The problem →
Please return every line of the entries below as a JSON list of strings, one string per line, with blank lines left out.

Record excerpts →

--------------------------------------------------

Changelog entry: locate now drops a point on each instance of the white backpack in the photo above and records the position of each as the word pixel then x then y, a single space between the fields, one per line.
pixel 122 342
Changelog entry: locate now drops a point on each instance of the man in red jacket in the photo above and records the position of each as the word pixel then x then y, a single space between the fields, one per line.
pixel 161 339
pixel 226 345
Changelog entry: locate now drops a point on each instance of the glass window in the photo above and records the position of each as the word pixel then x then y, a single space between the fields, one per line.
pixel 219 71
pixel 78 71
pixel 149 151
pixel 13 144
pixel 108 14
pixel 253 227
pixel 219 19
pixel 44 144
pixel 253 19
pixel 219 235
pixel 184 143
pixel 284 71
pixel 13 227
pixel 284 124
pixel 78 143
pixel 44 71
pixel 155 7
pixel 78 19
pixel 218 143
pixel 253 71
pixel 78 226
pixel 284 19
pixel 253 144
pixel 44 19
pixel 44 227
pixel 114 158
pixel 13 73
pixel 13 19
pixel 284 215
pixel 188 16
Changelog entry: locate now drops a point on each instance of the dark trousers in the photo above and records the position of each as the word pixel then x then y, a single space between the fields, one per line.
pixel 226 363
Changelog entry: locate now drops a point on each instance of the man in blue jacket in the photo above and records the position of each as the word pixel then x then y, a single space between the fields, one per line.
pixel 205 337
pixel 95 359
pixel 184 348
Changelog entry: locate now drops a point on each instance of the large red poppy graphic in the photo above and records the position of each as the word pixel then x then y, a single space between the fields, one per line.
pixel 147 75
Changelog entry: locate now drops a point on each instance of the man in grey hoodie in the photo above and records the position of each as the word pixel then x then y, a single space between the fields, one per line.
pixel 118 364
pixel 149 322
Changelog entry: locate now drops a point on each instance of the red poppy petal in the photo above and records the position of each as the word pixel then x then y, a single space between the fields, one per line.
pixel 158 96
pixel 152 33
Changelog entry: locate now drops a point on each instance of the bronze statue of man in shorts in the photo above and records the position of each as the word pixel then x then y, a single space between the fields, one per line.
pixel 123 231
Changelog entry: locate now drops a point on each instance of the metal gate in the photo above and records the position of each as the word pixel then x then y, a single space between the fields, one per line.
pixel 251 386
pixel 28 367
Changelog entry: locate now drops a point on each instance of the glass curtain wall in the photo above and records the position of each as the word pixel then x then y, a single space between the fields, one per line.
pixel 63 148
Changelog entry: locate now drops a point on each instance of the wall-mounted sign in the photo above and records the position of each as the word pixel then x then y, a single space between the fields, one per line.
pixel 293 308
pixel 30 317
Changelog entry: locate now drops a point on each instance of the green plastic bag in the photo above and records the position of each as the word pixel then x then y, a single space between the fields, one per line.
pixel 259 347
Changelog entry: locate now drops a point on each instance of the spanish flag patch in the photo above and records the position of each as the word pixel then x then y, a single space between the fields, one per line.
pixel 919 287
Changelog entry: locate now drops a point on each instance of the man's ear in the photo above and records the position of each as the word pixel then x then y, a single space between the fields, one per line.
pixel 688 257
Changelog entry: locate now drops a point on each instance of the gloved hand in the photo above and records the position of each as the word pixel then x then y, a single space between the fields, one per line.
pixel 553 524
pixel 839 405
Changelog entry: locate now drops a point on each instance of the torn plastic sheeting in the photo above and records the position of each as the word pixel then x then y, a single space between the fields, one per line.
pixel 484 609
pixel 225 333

--------------------------------------------------

Answer below →
[
  "Changelog entry: locate now drops a point on each instance of the white backpack in the photo above and records the position of each as the word pixel then x then y, a single space between the fields, one per line.",
  "pixel 122 342",
  "Changelog entry: locate now drops a point on each instance of the man in red jacket in the photo above and records the position of each as the word pixel then x then y, a single space between the fields, one per line.",
  "pixel 161 339",
  "pixel 226 345",
  "Changelog entry: locate now drops a point on each instance of the glass window in the photo above and records the position of each as the word pixel then x then y, a single space between the fields, one per line.",
  "pixel 219 71",
  "pixel 78 71",
  "pixel 149 151",
  "pixel 13 144",
  "pixel 108 14",
  "pixel 253 227",
  "pixel 219 19",
  "pixel 44 144",
  "pixel 253 19",
  "pixel 219 235",
  "pixel 184 143",
  "pixel 284 71",
  "pixel 13 227",
  "pixel 284 124",
  "pixel 78 143",
  "pixel 44 71",
  "pixel 155 7",
  "pixel 78 19",
  "pixel 218 143",
  "pixel 253 71",
  "pixel 78 226",
  "pixel 284 19",
  "pixel 253 144",
  "pixel 44 19",
  "pixel 44 227",
  "pixel 114 158",
  "pixel 13 73",
  "pixel 13 19",
  "pixel 284 215",
  "pixel 188 16",
  "Changelog entry: locate now drops a point on each instance of the dark trousers in the photo above and records the position of each as the word pixel then x then y, a single space between the fields, one per line.",
  "pixel 226 363",
  "Changelog entry: locate now drops a point on each instance of the man in blue jacket in the photo above and records the position of each as the word pixel then x then y, a single space between the fields, one per line.",
  "pixel 205 337",
  "pixel 95 359",
  "pixel 184 348",
  "Changelog entry: locate now drops a point on each instance of the large red poppy graphic in the photo above and records the position of each as the word pixel then x then y, a single space between the fields, one per line.",
  "pixel 147 75",
  "Changelog entry: locate now drops a point on each instance of the man in grey hoodie in the photo above and records the position of each as the word pixel then x then y, a single space between the fields, one per line.",
  "pixel 118 364",
  "pixel 149 322",
  "Changelog entry: locate now drops a point on each instance of the red poppy petal in the photo above and records the position of each as the word pixel then x then y, a single space between the fields, one per line.",
  "pixel 158 96",
  "pixel 152 33",
  "Changelog entry: locate now drops a point on each instance of the bronze statue of man in shorts in the photo above and records the position of each as the word pixel then x then y, a single space between the fields, one per line.",
  "pixel 123 231",
  "Changelog entry: locate now drops a point on each instance of the metal gate in the photo above and records the position of each as the word pixel then x then y, a single space between the fields, one per line.",
  "pixel 251 386",
  "pixel 28 367",
  "Changelog entry: locate now drops a point on each instance of the glass curtain wall in the photo above and records the position of each as the word pixel then x then y, a single space between the fields, one per line.",
  "pixel 63 148",
  "Changelog entry: locate now drops a point on each instance of the wall-mounted sign in the photo above and records the position of each as the word pixel then x then y, a single space between the fields, one per line.",
  "pixel 293 308",
  "pixel 30 317",
  "Changelog entry: locate now drops a point on each instance of the green plastic bag in the photo above and records the position of each as the word pixel then x then y, a single space between the fields, one per line.",
  "pixel 259 347",
  "Changelog entry: locate now drops a point on each instance of the spanish flag patch in the photo above and records the position of each as the word pixel then x then y, a single space between the fields, one per line.",
  "pixel 919 287",
  "Changelog entry: locate now drops a point on each instance of the man's ear in the photo above and records the position of each as the word pixel then x then y, a single space between the fields, one per line.",
  "pixel 688 257",
  "Changelog entry: locate now drops a point on each instance of the gloved hand in the photo above and records the position of each as the word pixel then x then y, a single space between the fields, one per line.",
  "pixel 553 524",
  "pixel 839 405",
  "Changelog entry: locate now drops a point on each instance of the torn plastic sheeting in the photo above and records the position of each as the word pixel then x then y, a single space between the fields, one per line.",
  "pixel 484 609",
  "pixel 225 333"
]